--- Start of Given records ---

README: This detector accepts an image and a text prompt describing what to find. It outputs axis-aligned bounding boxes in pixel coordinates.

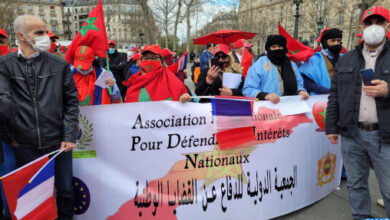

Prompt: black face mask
[328,44,342,55]
[267,49,287,65]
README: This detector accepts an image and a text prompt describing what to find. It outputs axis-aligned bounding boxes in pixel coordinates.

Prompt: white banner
[73,96,342,220]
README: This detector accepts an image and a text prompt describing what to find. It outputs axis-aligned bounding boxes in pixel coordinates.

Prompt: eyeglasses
[142,56,160,60]
[215,54,227,59]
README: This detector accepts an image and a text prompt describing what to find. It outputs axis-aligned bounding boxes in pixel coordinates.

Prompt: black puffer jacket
[0,52,79,149]
[326,40,390,143]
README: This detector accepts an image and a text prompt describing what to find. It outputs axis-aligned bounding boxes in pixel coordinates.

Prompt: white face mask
[25,34,51,52]
[363,24,387,46]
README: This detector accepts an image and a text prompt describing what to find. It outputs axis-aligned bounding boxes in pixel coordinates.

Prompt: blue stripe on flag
[211,99,252,116]
[18,160,54,198]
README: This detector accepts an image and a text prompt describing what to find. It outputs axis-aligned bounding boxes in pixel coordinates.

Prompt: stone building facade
[64,0,156,48]
[0,0,64,44]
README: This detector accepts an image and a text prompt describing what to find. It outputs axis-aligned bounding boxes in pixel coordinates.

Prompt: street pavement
[185,63,390,220]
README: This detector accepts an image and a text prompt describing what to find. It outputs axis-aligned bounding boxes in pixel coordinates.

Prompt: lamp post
[138,31,144,47]
[317,17,324,46]
[293,0,303,39]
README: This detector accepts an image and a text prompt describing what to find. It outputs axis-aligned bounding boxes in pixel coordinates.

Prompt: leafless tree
[0,0,16,30]
[136,0,156,44]
[183,0,204,53]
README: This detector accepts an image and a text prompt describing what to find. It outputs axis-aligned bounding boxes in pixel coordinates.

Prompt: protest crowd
[0,0,390,220]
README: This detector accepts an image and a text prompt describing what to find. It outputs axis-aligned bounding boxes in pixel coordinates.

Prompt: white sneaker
[376,199,385,208]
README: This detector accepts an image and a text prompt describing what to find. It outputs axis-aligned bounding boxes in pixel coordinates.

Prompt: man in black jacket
[326,6,390,219]
[0,15,79,220]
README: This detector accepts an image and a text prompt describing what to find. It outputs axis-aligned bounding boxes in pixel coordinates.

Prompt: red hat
[234,39,245,49]
[161,48,176,57]
[133,53,141,61]
[141,44,161,55]
[213,44,229,55]
[73,46,95,70]
[108,40,116,46]
[316,28,330,42]
[0,28,8,38]
[47,31,60,39]
[361,6,390,24]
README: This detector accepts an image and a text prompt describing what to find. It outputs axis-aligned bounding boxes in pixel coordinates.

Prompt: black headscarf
[321,28,343,66]
[265,35,298,95]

--- End of Given records ---

Required task — Return every line of the records that contains the word "black", matching case exactly.

Response to this exercise —
Prompt: black face mask
Prompt: black puffer jacket
Prompt: man in black jacket
Prompt: black headscarf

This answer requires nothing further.